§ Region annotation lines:

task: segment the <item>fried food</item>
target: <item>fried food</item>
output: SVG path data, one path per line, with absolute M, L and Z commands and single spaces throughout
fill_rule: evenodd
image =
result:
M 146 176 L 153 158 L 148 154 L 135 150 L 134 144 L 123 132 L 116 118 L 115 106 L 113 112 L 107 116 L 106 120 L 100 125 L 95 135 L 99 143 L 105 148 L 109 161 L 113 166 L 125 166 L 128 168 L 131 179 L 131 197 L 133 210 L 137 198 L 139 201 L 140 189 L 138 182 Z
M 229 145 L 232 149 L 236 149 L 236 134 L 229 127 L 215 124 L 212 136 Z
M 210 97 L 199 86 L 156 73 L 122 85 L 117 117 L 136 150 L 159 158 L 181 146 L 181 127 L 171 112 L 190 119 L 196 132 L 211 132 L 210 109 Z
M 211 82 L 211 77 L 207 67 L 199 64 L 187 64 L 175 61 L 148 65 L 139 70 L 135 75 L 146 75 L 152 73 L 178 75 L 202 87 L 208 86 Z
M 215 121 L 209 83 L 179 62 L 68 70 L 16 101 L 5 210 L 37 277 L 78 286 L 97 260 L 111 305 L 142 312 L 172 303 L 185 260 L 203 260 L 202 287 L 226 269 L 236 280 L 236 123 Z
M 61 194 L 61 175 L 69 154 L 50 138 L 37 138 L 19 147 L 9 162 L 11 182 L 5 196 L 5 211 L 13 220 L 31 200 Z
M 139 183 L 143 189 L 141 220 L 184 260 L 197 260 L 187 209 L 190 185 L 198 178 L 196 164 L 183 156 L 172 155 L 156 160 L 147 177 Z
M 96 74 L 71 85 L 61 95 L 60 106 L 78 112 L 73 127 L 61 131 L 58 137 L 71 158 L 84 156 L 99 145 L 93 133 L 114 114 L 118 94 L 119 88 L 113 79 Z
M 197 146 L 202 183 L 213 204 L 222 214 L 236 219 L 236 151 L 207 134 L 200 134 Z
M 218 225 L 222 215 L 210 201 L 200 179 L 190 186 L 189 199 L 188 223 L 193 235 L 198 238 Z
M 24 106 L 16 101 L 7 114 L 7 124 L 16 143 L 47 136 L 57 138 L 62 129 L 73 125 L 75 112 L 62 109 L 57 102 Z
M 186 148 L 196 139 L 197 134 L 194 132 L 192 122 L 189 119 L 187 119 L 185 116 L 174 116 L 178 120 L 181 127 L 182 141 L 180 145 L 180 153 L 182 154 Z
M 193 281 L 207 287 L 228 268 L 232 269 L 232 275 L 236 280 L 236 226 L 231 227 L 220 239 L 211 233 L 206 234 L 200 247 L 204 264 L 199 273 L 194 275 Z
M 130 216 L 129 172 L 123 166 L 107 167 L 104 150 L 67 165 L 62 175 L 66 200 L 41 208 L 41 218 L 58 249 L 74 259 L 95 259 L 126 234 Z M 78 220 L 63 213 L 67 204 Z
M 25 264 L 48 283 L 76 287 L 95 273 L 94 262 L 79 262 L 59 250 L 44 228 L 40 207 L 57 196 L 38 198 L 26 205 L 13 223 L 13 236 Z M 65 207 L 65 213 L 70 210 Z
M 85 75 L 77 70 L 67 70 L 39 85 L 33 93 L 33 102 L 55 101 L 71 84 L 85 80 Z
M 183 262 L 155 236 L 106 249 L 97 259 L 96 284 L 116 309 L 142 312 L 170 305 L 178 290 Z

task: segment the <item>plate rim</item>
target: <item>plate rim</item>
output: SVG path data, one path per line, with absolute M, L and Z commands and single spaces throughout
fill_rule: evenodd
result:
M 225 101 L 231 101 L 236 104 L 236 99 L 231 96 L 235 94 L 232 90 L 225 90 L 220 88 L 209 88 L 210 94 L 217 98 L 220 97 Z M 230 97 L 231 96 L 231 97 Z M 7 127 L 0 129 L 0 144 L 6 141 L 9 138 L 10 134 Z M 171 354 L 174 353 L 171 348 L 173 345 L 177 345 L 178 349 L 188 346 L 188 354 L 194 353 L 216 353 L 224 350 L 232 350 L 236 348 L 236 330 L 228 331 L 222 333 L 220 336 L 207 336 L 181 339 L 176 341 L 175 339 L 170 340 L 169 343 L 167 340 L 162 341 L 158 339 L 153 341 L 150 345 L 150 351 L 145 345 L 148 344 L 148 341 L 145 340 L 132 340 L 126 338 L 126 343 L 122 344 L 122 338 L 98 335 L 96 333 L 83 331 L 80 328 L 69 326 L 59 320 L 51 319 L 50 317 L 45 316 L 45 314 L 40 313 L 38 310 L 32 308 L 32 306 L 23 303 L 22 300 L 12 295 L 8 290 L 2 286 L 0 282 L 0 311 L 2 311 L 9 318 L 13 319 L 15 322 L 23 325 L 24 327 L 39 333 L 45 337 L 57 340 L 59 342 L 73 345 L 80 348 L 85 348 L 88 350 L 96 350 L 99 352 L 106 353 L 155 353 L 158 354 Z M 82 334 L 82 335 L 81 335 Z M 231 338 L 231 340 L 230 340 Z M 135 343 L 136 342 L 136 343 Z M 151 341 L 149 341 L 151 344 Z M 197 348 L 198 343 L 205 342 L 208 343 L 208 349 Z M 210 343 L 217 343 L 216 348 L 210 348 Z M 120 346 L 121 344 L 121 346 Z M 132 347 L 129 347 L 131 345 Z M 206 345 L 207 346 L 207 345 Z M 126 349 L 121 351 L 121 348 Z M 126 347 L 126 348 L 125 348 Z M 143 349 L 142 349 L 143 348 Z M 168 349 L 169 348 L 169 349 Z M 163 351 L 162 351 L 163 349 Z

§ TASK OBJECTIVE:
Print all of the lines above verbatim, with no changes.

§ IN RESPONSE:
task: segment the <item>fried food</item>
target: <item>fried food</item>
output: SVG path data, one path per line, with absolute M, L and Z commands and single spaces throughout
fill_rule: evenodd
image =
result:
M 146 176 L 153 158 L 148 154 L 135 150 L 134 144 L 123 132 L 116 118 L 115 106 L 113 112 L 107 116 L 106 120 L 100 125 L 95 135 L 99 143 L 105 148 L 109 161 L 113 166 L 125 166 L 128 168 L 131 179 L 131 197 L 133 210 L 137 198 L 139 201 L 140 189 L 138 182 Z
M 229 145 L 232 149 L 236 149 L 236 134 L 229 127 L 215 124 L 212 136 Z
M 210 97 L 199 86 L 156 73 L 122 85 L 117 117 L 136 150 L 159 158 L 181 146 L 181 127 L 171 112 L 190 119 L 196 132 L 211 132 L 210 109 Z
M 211 82 L 211 77 L 207 67 L 199 64 L 187 64 L 175 61 L 148 65 L 139 70 L 135 75 L 146 75 L 152 73 L 178 75 L 202 87 L 208 86 Z
M 215 121 L 209 83 L 179 62 L 68 70 L 16 101 L 5 210 L 37 277 L 78 286 L 97 260 L 111 305 L 142 312 L 172 303 L 185 260 L 203 260 L 202 287 L 226 269 L 236 280 L 236 123 Z
M 61 194 L 61 175 L 69 154 L 50 138 L 37 138 L 19 147 L 9 162 L 11 182 L 5 196 L 5 211 L 13 220 L 31 200 Z
M 139 183 L 143 189 L 141 220 L 184 260 L 197 260 L 187 209 L 190 185 L 198 178 L 196 164 L 183 156 L 172 155 L 156 160 L 147 177 Z
M 96 74 L 71 85 L 61 95 L 60 106 L 78 112 L 73 127 L 61 131 L 58 137 L 71 158 L 84 156 L 99 145 L 93 133 L 114 114 L 118 94 L 119 88 L 113 79 Z
M 197 146 L 202 183 L 213 204 L 222 214 L 236 219 L 236 151 L 207 134 L 200 134 Z
M 218 225 L 222 215 L 210 201 L 200 179 L 190 186 L 189 199 L 188 223 L 193 235 L 198 238 Z
M 24 106 L 16 101 L 7 114 L 7 124 L 16 143 L 47 136 L 57 138 L 62 129 L 73 125 L 75 112 L 62 109 L 57 102 Z
M 186 148 L 196 139 L 197 134 L 194 132 L 192 122 L 189 119 L 187 119 L 185 116 L 174 116 L 178 120 L 181 127 L 182 141 L 180 145 L 180 153 L 182 154 Z
M 193 281 L 207 287 L 228 268 L 232 269 L 232 275 L 236 280 L 236 226 L 231 227 L 220 239 L 211 233 L 206 234 L 200 247 L 204 264 L 199 273 L 194 275 Z
M 130 216 L 129 172 L 123 166 L 107 167 L 104 150 L 67 165 L 62 175 L 66 200 L 41 208 L 41 218 L 58 249 L 74 259 L 95 259 L 126 234 Z M 78 220 L 63 213 L 67 204 Z
M 25 264 L 48 283 L 76 287 L 95 273 L 94 262 L 79 262 L 59 250 L 44 228 L 40 207 L 57 196 L 38 198 L 26 205 L 13 223 L 13 236 Z M 65 207 L 65 213 L 70 210 Z
M 85 75 L 77 70 L 67 70 L 39 85 L 33 93 L 33 102 L 55 101 L 71 84 L 85 80 Z
M 183 262 L 155 236 L 106 249 L 97 259 L 96 284 L 116 309 L 142 312 L 170 305 L 178 290 Z

task: segment the <item>plate rim</item>
target: <item>plate rim</item>
output: SVG path data, one path per line, with absolute M, L and Z commands and single spaces throughout
fill_rule: evenodd
result:
M 225 101 L 231 101 L 236 104 L 236 99 L 231 96 L 235 94 L 232 90 L 225 90 L 220 88 L 209 88 L 210 94 L 217 98 L 220 97 Z M 230 97 L 231 96 L 231 97 Z M 7 127 L 0 129 L 0 144 L 6 141 L 9 138 L 10 134 Z M 171 354 L 174 353 L 171 348 L 173 345 L 177 345 L 178 349 L 188 346 L 188 354 L 194 353 L 216 353 L 224 350 L 232 350 L 236 348 L 236 330 L 228 331 L 222 333 L 220 336 L 207 336 L 181 339 L 176 341 L 175 339 L 170 340 L 169 343 L 167 340 L 162 341 L 158 339 L 153 341 L 150 345 L 150 351 L 145 345 L 148 344 L 148 341 L 145 340 L 132 340 L 126 338 L 126 343 L 122 344 L 122 338 L 98 335 L 96 333 L 83 331 L 80 328 L 69 326 L 59 320 L 51 319 L 50 317 L 45 316 L 45 314 L 40 313 L 38 310 L 32 308 L 32 306 L 23 303 L 22 300 L 12 295 L 8 290 L 2 286 L 0 282 L 0 311 L 2 311 L 9 318 L 13 319 L 15 322 L 23 325 L 24 327 L 39 333 L 45 337 L 57 340 L 59 342 L 73 345 L 80 348 L 85 348 L 88 350 L 96 350 L 99 352 L 106 353 L 155 353 L 158 354 Z M 82 334 L 82 335 L 81 335 Z M 231 338 L 231 340 L 230 340 Z M 135 343 L 136 342 L 136 343 Z M 151 341 L 149 341 L 151 344 Z M 197 348 L 198 343 L 205 342 L 208 343 L 208 349 Z M 210 343 L 217 343 L 216 348 L 210 348 Z M 120 346 L 121 344 L 121 346 Z M 132 347 L 129 347 L 131 345 Z M 206 345 L 207 346 L 207 345 Z M 126 349 L 121 351 L 121 348 Z M 126 347 L 126 348 L 125 348 Z M 143 349 L 142 349 L 143 348 Z M 168 349 L 169 348 L 169 349 Z M 163 351 L 162 351 L 163 349 Z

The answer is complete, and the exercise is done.